Jugendliche finden häufig über die Schule zum Ehrenamt
Interview mit Soziologin Martina Gille über das Engagement junger Leute. Martina Gille leitet im Deutschen Jugendinstitut das Kompetenzteam „Jugend“ im Projekt „AID:A Aufwachsen in Deutschland“. Aus ihren Forschungen weiß sie, wie sich Jugendliche für freiwilliges Engagement begeistern lassen und warum das für die Gesellschaft so wichtig ist.
Viele Vereine beklagen Nachwuchsmangel: Können Sie das bestätigen? Sind Kinder und Jugendliche vereinsmüde?
Was das Engagement Jugendlicher in Vereinen und Verbänden angeht, haben wir – seit Erhebungsbeginn Anfang der 1990er Jahre – eine weitgehende Konstanz. Der Wert ist über die Jahre weitgehend stabil geblieben. Aktuell sind etwa 67 Prozent der 12- bis 25-Jährigen mindestens in einem Verein aktiv und etwa 26 Prozent haben mindestens ein Ehrenamt inne. Dabei steht der Sport bei den Jüngeren an erster Stelle, das geht aber mit dem Alter stark zurück. Bei jungen Leuten spielen zudem Musik und Kultur sowie Kirche und religiöse Gruppen eine große Rolle. Auch die Freiwillige Feuerwehr ist für junge Leute relativ wichtig. Aktivitäten in Gewerkschaften werden erst mit Beginn der Ausbildung interessant.

> [Aufgabe und Anforderungen] Schreiben Sie das obige Interview über das ehrenamtliche Engagement Jugendlicher im Anschluss an seinen letzten Satz weiter.

> [Bereitgestellte Datensätze]
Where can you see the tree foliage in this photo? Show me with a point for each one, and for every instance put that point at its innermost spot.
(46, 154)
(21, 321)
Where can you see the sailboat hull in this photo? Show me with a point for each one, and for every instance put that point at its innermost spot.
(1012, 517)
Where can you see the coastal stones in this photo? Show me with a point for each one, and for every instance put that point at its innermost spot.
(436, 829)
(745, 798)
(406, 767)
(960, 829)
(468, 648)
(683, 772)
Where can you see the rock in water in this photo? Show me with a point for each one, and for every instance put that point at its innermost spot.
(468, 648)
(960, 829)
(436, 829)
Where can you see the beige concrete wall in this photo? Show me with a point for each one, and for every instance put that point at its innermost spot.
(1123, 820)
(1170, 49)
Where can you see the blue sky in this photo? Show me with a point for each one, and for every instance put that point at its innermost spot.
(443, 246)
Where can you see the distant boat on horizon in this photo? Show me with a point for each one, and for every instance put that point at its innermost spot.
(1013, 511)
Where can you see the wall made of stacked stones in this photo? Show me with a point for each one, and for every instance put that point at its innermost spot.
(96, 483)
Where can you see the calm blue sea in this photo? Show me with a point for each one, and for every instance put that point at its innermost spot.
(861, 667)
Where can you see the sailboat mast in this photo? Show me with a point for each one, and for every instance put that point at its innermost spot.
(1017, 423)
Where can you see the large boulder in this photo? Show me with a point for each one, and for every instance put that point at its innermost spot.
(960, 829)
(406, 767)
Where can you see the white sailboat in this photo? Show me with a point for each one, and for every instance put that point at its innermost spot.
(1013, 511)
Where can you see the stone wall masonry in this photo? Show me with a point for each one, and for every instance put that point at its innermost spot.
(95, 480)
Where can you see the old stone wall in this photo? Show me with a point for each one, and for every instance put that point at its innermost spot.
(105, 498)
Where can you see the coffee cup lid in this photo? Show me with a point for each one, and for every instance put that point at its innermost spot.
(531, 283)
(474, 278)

> [Ausgabe folgt]
Inwiefern unterscheiden sich Jugendliche und Erwachsene bei ehrenamtlichem Engagement?
Unterschiede gibt es vor allem hinsichtlich der Bereiche, in denen sich Jugendliche und Erwachsene engagieren. Erwachsene finden wir stärker im Bereich Politik, berufliche Interessenvertretung, Gesundheit und Soziales, also Themen, die für Jugendliche noch weiter weg sind. Die unterschiedlichen Geschlechterprofile, also dass Frauen eher in den Bereichen Kirche und Soziales und Männer eher bei Sport und Politik zu finden sind, findet sich bei Erwachsenen und Jugendlichen gleichermaßen.
Warum engagieren sich Jugendliche ehrenamtlich? Was sind die wichtigsten Motive?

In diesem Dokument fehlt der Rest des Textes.